# TEXT PROVIDED:
I started at the University of Copenhagen in 1969. My professor was Peter Naur. He was in many ways an unusual man and a deep thinker. It is only now in recent years that I realize how much he influenced my thinking. 1969 was his second year as professor. He had met computing pioneers such as Howard Aiken at Harvard University and John von Neumann at Princeton, but his original field was Astronomy. Peter Naur is best known for things like:

  • Co-author with Edsger Dijkstra et al on the Algol-60 programming language
  • The “N” in BNF, the Backus-Naur-Form used in a lot of language definitions
  • He did not want to be called a “computer scientist,” he preferred “Datalogy” instead of “Computer Science” – the reason being that the two domains (computers and human knowing) are very different and his interest was in data, which is created and described by us as humans
  • In his book “Computing: A Human Activity” (1992), a collection of his contributions to computer science, he rejected the school of programming that views programming as a branch of mathematics
  • Computer Pioneer Award of the IEEE Computer Society (1986)
  • 2005 Turing Award winner, the title of his award lecture was “Computing Versus Human Thinking.”

In his later years he focused on finding better ways of understanding human thinking, based on psychology, not mathematics.

# EXERCISE DETAILS:
Answer these questions from the text about Peter Naur:
1. In what year did the writer begin at the University of Copenhagen?
2. What was Peter Naur's original field?
3. What was the title of his Turing Award lecture?

# SUPPLIED MATERIAL:
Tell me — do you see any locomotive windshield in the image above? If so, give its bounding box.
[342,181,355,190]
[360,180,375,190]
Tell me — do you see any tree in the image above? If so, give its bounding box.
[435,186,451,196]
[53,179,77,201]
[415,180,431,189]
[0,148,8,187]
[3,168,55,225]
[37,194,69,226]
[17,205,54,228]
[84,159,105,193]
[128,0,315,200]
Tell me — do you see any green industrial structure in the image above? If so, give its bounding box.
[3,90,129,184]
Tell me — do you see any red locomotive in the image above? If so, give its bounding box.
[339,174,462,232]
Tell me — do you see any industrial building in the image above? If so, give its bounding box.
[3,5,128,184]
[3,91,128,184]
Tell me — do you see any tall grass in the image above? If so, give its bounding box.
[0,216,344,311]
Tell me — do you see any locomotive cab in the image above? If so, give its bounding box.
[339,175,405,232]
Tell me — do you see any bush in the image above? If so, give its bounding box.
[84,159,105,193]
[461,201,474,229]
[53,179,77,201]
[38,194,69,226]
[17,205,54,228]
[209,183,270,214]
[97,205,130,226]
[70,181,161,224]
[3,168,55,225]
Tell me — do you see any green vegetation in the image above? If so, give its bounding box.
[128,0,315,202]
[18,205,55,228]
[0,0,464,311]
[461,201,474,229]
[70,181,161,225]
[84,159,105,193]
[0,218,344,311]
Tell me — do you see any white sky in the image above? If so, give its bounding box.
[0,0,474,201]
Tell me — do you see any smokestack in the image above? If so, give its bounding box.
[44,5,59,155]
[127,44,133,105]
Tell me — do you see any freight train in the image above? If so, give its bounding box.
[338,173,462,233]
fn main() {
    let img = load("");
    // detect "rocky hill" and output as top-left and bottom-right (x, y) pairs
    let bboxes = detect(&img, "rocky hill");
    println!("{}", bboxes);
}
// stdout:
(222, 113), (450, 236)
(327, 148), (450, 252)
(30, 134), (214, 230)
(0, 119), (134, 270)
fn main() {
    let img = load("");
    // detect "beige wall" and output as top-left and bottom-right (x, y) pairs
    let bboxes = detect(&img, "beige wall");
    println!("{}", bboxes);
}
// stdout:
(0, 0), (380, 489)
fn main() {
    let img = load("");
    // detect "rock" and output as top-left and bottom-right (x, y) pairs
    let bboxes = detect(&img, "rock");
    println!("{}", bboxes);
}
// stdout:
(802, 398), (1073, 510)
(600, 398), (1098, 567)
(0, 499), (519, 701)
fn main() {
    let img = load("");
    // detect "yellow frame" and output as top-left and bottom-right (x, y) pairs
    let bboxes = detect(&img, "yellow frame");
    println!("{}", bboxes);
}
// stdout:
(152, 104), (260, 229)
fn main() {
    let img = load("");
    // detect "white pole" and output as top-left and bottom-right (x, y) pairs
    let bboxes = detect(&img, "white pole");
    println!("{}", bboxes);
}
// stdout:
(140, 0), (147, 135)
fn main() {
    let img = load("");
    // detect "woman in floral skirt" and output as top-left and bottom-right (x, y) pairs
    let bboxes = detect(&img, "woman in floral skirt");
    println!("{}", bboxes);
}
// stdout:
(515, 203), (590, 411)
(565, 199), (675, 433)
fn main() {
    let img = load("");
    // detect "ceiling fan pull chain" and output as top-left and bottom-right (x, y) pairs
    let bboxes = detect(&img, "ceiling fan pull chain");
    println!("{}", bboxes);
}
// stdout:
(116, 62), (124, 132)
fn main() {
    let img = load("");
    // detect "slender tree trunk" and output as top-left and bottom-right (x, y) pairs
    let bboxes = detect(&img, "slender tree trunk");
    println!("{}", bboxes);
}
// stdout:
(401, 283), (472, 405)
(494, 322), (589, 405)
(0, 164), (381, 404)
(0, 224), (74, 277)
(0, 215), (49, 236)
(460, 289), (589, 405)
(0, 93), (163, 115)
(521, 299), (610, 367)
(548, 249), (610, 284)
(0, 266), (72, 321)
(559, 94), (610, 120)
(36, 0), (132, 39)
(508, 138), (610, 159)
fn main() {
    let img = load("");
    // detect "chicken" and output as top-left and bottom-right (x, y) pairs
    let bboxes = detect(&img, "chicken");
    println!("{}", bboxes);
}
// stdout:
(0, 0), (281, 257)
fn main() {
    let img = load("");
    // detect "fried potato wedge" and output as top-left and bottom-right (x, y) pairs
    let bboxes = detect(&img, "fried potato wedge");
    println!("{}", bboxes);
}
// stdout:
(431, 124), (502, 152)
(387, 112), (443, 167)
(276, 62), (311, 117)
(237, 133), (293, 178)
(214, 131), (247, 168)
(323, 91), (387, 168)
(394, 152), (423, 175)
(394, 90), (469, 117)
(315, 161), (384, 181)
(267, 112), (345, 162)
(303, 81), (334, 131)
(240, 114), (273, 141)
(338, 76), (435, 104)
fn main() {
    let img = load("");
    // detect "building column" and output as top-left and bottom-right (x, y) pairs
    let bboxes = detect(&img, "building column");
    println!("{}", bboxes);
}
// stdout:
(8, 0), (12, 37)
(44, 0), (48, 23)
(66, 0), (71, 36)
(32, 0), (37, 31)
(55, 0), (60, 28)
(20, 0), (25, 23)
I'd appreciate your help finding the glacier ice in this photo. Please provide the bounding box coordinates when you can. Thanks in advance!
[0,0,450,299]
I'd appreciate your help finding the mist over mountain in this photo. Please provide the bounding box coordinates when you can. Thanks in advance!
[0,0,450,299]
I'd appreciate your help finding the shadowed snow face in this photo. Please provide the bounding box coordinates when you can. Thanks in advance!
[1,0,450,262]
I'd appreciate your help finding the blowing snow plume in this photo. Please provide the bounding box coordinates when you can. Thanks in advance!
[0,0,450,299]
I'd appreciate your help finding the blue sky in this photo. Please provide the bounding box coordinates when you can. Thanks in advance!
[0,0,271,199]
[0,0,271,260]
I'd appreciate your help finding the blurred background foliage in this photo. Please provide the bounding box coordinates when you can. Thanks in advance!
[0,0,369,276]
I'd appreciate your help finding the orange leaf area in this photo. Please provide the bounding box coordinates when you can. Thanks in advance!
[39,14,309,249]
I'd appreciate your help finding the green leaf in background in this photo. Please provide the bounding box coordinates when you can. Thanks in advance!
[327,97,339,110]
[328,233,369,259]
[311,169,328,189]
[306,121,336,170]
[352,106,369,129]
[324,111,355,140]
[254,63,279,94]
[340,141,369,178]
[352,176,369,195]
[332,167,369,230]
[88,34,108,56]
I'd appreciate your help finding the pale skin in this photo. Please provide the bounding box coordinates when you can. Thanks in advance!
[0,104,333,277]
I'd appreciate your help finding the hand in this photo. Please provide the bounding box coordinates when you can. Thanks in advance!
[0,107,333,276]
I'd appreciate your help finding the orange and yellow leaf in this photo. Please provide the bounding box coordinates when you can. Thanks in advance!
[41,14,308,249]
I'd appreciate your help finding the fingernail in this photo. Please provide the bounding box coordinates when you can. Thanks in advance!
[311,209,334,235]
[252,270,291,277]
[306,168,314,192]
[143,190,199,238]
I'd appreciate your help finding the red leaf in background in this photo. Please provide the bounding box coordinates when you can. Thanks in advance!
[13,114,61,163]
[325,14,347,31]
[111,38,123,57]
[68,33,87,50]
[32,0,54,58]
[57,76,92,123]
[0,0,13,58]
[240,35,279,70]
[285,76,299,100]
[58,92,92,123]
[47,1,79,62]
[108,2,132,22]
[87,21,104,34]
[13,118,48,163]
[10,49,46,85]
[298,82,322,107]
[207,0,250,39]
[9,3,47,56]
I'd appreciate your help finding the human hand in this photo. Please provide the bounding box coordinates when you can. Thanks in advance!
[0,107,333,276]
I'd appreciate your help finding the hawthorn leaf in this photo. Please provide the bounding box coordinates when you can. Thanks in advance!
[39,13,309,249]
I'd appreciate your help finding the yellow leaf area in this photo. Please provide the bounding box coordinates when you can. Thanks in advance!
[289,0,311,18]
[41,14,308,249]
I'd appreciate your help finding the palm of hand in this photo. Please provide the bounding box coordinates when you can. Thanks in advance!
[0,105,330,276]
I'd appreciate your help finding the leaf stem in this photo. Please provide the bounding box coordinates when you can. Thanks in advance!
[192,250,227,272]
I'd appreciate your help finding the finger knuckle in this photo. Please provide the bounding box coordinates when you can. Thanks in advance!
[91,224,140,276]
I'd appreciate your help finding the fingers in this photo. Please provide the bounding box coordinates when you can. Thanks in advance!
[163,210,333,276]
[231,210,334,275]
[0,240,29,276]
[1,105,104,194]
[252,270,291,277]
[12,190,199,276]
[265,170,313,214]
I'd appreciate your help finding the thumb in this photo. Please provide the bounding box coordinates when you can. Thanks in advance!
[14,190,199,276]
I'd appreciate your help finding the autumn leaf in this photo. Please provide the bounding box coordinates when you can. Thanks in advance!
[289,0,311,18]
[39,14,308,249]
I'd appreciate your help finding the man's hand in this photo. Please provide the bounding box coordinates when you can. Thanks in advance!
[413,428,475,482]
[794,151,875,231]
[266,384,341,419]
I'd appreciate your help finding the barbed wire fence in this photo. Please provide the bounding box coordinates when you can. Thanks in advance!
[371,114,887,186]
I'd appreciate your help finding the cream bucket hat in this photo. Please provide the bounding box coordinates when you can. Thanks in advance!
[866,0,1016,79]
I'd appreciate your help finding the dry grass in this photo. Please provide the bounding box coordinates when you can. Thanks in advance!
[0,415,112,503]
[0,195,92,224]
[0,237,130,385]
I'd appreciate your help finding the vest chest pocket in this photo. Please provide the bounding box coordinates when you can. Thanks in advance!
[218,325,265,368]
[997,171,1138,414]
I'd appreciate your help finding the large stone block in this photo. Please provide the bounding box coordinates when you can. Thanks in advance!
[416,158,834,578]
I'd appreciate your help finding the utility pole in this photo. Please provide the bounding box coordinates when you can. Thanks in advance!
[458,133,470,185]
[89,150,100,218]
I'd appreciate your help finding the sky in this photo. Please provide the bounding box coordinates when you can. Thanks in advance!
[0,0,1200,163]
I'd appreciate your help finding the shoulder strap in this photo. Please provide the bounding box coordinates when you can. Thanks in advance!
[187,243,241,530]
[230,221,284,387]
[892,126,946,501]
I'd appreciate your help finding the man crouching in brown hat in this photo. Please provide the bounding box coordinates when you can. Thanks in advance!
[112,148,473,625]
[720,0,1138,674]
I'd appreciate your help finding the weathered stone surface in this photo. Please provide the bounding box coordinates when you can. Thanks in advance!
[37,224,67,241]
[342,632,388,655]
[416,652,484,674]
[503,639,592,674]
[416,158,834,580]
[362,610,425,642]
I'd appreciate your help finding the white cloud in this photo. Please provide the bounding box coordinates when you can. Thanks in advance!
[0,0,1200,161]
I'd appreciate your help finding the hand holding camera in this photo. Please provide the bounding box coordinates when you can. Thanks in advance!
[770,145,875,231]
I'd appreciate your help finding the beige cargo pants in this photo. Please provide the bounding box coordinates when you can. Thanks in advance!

# ANSWER TO THE TASK:
1. 1969
2. Astronomy
3. "Computing Versus Human Thinking"